Your objective -> Images are to be dropped, and the rest of the data reproduced exactly.

(Source records)
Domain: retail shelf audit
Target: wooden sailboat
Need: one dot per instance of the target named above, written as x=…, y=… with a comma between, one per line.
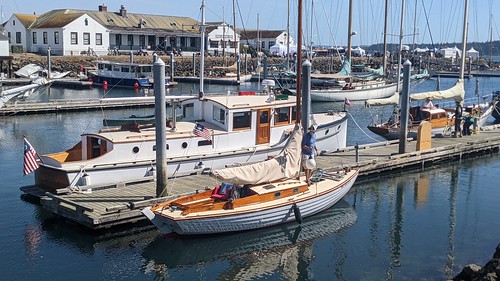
x=354, y=91
x=255, y=196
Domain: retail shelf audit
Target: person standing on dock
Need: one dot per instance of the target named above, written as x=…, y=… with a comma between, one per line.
x=309, y=150
x=458, y=119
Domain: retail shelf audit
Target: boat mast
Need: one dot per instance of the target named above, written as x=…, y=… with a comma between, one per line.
x=464, y=39
x=288, y=38
x=349, y=34
x=298, y=63
x=401, y=30
x=385, y=38
x=236, y=45
x=202, y=49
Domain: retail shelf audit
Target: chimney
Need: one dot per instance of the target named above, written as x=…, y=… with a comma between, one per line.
x=123, y=11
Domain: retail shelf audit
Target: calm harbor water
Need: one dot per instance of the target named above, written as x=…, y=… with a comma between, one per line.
x=412, y=226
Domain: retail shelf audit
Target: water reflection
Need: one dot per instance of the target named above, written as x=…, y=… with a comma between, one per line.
x=287, y=249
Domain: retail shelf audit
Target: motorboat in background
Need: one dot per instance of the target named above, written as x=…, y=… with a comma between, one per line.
x=241, y=128
x=22, y=92
x=123, y=74
x=254, y=196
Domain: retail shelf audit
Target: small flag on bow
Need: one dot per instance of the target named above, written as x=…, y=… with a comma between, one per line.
x=202, y=131
x=30, y=162
x=347, y=102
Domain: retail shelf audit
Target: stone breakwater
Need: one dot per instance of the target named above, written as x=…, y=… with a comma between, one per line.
x=183, y=64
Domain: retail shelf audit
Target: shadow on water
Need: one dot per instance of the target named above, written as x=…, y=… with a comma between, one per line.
x=261, y=251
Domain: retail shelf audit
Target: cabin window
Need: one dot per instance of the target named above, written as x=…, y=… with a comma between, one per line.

Output ->
Domain: retail shelf audit
Target: wooden sailboat
Need: one dot per instance of the target named above, written as x=…, y=… with a comma between, one per line.
x=354, y=91
x=255, y=196
Domain: retail shelf audit
Target: person standing on dock
Need: one dot per instance of the target named above, written as x=…, y=… with a comma between, one per line.
x=309, y=150
x=458, y=119
Domain: retail shelf audit
Target: boat mast
Need: one dot per instance of the target named above, written as x=…, y=… with a comma between, one per line.
x=464, y=39
x=288, y=38
x=349, y=34
x=298, y=63
x=401, y=30
x=385, y=38
x=236, y=45
x=202, y=49
Domain: retail shelf audit
Target: chimney
Need: one dot per instance of the target named above, written as x=…, y=… with a comma between, one per line.
x=123, y=11
Domain: retail shelf audit
Target: calm harbor water
Need: one dot per instance of the target named above, written as x=…, y=… with a comma between, one per line.
x=412, y=226
Domain: retail shelf audit
Target: water reflection
Need: one dot per instance of the target named above, written as x=…, y=… with a comma between, one per line.
x=287, y=249
Domain: retail shelf audit
Target: motorboat in background
Need: one dot per instance of the target named above, written as x=…, y=… with a comma between, one per line.
x=241, y=128
x=22, y=92
x=123, y=74
x=254, y=196
Domain: retail shelf audit
Target: small flag on bow
Need: one dot per instance of the target named above, written as x=…, y=… with a comma between, one per line.
x=202, y=131
x=30, y=162
x=347, y=102
Domain: retail shelf audit
Target: stone breakwater
Need: one dot per instance of the target named above, written as x=…, y=… with a comma between, one per line.
x=183, y=64
Domain: retail shelf audit
Target: shadow on water
Need: one dot per instance of the target named above, written as x=…, y=… with a comma between, one per line.
x=261, y=251
Domain: retail shelf audit
Target: cabin window
Need: one dot per instance of the target named above, written as x=…, y=… with a comma between, one per line.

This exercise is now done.